Word for word, repeat the lines of the records from the one containing "form [521, 523]." through the last line, both included.

====

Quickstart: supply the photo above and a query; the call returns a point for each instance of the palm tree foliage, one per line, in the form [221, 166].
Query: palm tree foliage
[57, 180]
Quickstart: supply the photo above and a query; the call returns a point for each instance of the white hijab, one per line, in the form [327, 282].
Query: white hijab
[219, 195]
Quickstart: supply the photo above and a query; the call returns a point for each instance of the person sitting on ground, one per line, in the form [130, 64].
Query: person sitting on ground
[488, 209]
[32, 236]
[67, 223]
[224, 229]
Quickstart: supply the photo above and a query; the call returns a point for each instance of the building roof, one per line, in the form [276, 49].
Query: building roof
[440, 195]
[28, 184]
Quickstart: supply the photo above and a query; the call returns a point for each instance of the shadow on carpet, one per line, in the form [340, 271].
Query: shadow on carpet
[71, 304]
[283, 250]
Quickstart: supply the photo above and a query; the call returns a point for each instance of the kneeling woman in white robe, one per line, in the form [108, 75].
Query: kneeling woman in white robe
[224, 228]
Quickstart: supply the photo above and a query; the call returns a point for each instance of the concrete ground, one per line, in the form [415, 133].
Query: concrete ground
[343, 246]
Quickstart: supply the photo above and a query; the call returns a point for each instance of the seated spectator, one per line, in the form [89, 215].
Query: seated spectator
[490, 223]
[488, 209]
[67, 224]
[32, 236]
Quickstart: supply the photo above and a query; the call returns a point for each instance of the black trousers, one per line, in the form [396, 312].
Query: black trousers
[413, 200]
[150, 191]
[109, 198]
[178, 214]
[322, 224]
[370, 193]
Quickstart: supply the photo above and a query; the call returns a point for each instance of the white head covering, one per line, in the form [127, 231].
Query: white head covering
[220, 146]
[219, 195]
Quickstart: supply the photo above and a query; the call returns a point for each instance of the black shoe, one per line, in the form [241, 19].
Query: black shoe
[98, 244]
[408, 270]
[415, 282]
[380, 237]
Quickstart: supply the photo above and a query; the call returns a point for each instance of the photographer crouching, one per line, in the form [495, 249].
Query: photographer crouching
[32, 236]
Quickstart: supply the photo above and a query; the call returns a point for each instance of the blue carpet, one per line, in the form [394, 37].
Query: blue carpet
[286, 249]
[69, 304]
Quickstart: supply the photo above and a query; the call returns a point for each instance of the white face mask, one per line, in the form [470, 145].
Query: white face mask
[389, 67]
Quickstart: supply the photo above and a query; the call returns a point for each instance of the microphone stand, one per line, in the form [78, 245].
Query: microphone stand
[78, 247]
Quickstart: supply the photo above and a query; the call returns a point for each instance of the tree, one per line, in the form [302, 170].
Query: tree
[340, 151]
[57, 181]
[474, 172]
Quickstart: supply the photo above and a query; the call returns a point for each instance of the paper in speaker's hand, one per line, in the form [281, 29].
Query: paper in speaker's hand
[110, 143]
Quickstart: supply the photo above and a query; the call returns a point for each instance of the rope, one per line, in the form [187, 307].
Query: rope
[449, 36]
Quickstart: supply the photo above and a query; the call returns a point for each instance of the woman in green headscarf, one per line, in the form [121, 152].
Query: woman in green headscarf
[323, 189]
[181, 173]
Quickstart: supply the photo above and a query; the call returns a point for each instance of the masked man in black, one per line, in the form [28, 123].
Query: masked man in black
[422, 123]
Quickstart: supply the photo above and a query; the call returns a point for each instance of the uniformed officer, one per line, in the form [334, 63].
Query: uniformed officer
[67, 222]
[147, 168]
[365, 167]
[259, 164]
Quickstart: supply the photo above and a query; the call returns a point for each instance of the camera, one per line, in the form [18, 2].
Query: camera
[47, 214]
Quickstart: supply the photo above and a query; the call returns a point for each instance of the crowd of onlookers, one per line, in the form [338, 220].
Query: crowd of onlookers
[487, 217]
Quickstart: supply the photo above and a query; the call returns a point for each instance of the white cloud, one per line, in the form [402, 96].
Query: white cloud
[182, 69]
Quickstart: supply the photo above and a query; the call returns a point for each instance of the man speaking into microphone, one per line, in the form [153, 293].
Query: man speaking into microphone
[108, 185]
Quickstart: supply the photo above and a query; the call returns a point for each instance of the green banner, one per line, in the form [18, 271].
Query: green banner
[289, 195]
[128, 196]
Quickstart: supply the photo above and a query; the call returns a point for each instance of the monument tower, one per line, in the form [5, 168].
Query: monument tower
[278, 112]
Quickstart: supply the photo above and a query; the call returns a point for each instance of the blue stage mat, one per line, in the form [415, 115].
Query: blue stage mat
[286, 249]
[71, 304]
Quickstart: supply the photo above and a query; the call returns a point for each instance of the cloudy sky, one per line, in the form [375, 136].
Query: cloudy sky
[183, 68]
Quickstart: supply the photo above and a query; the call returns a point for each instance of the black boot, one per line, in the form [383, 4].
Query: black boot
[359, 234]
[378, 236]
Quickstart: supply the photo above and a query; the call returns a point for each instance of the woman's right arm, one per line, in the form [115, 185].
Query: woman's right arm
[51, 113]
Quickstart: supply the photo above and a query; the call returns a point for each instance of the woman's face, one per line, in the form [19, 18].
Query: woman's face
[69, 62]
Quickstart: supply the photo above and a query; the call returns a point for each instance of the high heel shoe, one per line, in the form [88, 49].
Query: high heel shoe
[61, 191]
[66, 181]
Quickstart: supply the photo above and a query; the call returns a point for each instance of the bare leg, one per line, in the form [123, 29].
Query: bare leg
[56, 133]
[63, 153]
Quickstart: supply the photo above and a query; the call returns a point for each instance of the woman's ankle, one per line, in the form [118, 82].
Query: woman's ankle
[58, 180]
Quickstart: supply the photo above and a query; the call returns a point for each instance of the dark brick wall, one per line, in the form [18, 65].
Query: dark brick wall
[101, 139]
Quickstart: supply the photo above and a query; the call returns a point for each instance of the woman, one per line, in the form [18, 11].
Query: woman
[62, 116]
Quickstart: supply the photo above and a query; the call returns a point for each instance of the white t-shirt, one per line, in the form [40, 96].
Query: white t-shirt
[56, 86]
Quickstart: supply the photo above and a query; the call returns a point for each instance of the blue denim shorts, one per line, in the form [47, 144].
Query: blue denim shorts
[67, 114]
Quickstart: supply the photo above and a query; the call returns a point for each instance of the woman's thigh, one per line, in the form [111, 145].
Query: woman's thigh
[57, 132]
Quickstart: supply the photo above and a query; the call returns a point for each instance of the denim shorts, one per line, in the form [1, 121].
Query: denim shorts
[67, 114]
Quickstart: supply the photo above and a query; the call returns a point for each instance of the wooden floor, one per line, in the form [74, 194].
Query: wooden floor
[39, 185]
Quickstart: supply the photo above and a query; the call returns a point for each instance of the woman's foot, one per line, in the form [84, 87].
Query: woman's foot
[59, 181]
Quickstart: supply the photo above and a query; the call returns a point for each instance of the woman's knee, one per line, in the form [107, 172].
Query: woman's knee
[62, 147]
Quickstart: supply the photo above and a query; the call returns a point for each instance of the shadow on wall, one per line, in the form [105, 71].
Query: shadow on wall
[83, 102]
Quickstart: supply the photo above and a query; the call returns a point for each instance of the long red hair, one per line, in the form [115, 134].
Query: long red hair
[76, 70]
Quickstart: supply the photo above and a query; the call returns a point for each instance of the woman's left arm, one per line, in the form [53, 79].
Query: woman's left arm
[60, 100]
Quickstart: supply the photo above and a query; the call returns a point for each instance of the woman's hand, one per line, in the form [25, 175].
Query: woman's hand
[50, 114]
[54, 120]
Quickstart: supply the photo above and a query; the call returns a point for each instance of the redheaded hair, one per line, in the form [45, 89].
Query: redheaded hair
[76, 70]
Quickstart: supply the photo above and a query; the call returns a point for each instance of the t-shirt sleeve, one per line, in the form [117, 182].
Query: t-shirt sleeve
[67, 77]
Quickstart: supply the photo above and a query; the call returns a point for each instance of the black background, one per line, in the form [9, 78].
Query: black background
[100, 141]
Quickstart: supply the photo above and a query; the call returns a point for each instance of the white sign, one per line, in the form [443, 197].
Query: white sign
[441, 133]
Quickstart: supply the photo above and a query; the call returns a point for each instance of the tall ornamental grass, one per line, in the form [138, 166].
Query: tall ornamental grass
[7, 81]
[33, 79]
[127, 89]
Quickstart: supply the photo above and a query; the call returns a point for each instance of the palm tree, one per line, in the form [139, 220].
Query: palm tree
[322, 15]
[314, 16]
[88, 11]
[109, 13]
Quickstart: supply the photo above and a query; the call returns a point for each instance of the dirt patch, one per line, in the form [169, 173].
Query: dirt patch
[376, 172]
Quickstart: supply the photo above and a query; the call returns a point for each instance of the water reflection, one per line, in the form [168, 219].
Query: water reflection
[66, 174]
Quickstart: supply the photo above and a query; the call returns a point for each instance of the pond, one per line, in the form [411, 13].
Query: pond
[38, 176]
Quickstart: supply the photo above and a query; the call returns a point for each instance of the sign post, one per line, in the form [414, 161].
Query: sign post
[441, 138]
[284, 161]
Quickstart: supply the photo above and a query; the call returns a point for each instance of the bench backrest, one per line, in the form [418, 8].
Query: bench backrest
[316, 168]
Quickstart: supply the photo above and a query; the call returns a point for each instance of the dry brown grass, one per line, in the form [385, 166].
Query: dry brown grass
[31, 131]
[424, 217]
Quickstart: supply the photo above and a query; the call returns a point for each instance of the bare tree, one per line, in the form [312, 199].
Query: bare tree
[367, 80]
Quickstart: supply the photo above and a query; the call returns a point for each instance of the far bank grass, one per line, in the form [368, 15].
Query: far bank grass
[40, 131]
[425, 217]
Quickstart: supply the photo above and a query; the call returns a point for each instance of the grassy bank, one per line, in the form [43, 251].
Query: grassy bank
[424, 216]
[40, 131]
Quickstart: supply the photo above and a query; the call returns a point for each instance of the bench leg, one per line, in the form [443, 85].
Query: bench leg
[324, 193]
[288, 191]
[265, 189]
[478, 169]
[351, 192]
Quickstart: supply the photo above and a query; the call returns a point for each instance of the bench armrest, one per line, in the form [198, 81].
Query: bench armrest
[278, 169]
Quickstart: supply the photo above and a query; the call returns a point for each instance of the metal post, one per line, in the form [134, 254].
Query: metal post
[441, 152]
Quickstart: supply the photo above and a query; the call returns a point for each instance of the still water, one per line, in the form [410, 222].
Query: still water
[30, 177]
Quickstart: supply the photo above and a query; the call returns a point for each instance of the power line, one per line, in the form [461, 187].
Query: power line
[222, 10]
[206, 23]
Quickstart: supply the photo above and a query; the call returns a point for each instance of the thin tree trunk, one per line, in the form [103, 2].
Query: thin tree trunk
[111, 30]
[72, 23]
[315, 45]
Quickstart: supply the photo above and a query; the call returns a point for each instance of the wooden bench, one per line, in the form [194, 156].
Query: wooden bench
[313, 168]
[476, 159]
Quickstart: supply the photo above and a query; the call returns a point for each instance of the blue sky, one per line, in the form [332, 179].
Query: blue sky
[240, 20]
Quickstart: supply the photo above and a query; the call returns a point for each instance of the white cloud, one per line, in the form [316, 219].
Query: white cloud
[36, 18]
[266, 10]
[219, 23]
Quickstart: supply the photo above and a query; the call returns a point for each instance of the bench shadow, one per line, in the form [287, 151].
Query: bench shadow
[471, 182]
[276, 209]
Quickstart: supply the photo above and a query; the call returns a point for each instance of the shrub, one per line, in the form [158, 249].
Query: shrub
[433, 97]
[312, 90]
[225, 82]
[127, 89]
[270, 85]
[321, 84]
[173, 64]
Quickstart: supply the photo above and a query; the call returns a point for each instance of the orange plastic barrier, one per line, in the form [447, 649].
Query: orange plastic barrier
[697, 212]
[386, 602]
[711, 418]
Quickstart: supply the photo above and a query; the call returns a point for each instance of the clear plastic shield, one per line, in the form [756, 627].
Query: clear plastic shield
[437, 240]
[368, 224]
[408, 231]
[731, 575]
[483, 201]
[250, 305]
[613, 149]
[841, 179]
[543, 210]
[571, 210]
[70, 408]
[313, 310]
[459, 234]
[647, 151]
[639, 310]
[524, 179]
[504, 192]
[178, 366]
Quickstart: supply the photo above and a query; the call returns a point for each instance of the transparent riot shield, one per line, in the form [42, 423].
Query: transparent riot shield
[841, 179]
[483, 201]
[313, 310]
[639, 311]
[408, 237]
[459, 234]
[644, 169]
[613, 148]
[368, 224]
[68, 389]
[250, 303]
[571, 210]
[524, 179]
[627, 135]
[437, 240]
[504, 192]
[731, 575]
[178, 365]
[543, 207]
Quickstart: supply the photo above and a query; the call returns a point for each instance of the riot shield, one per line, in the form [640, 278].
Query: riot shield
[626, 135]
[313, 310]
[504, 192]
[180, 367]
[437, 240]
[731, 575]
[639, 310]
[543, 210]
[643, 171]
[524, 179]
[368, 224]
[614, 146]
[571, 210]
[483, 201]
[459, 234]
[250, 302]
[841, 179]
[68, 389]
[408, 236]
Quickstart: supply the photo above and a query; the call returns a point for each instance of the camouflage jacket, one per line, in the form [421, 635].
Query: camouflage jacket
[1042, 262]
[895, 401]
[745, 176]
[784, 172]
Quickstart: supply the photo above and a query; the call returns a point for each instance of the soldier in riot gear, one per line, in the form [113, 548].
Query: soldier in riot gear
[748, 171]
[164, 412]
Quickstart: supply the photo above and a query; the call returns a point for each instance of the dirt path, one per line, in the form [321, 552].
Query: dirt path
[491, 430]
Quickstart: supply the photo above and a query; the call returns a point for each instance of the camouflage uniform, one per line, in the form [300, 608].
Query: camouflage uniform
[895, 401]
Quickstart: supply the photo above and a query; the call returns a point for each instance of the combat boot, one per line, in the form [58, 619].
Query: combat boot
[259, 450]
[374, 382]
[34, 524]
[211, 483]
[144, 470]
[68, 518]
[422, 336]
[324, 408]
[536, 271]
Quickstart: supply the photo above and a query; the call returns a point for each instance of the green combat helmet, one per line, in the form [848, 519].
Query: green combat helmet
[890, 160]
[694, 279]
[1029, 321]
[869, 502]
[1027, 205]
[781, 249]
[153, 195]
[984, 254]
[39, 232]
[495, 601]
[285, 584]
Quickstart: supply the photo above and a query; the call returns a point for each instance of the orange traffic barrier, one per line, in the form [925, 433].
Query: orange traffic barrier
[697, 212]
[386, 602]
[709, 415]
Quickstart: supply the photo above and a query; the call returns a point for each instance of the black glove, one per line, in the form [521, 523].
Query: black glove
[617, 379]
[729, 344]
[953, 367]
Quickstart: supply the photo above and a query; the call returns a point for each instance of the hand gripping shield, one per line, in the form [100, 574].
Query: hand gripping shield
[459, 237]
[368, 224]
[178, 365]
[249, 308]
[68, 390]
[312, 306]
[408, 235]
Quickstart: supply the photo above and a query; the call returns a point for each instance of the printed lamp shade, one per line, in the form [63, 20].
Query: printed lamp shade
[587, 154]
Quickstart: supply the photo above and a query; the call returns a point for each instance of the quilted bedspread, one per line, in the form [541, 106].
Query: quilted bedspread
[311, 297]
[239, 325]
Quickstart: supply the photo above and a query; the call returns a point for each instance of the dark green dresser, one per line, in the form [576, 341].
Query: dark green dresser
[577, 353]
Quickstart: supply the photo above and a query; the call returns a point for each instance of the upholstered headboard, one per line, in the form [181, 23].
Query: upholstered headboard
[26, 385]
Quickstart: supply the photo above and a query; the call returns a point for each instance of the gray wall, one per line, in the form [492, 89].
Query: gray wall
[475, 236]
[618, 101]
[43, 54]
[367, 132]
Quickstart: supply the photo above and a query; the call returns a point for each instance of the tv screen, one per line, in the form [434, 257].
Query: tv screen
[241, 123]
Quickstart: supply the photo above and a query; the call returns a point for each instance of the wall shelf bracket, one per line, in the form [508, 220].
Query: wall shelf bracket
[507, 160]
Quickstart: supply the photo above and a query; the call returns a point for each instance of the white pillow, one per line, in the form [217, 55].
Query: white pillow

====

Correct output ::
Quickstart: supply the photo above and a query; the call returns a point for each instance of the black glove, one per line, in the form [521, 523].
Query: black glove
[617, 379]
[729, 344]
[953, 367]
Quickstart: supply the photo above and a query; the call returns a point for each instance of the hand gripping shield, one per line, in the form [100, 574].
Query: hand gripping shield
[459, 237]
[368, 224]
[178, 365]
[249, 308]
[68, 390]
[312, 306]
[408, 235]
Quickstart: supply the photo above and a query; the call returns a point for each instance of the printed lamp shade, one per line, in the form [63, 20].
Query: printed lamp shade
[587, 154]
Quickstart: supply the photo above and a query; the call returns a point for each instance of the quilted bedspread, one per line, in the form [541, 106].
Query: quilted bedspread
[311, 297]
[239, 325]
Quickstart: supply the photo above and a query; the call returns a point for each instance of the dark green dresser, one per line, in the form [576, 341].
Query: dark green dresser
[577, 353]
Quickstart: supply the photo above and a query; the call returns a point for each instance of the upholstered headboard, one per line, in the form [181, 23].
Query: upholstered headboard
[26, 385]
Quickstart: supply the photo above and a query; the call returns a point for each instance of the gray wall, one per line, in the form [492, 89].
Query: gray wall
[475, 236]
[618, 101]
[43, 54]
[367, 132]
Quickstart: supply the photo above and a query; the call returns a point for each instance of the tv screen, one per line, in the form [434, 257].
Query: tv screen
[241, 123]
Quickstart: supply the photo above and a query; the call returns a point for each instance of the wall shelf bracket, one per line, in the form [508, 220].
Query: wall shelf bracket
[507, 160]
Quickstart: supply the photo above and a query; the call returns a point for each instance of the white pillow, one per line, in the form [217, 55].
Query: white pillow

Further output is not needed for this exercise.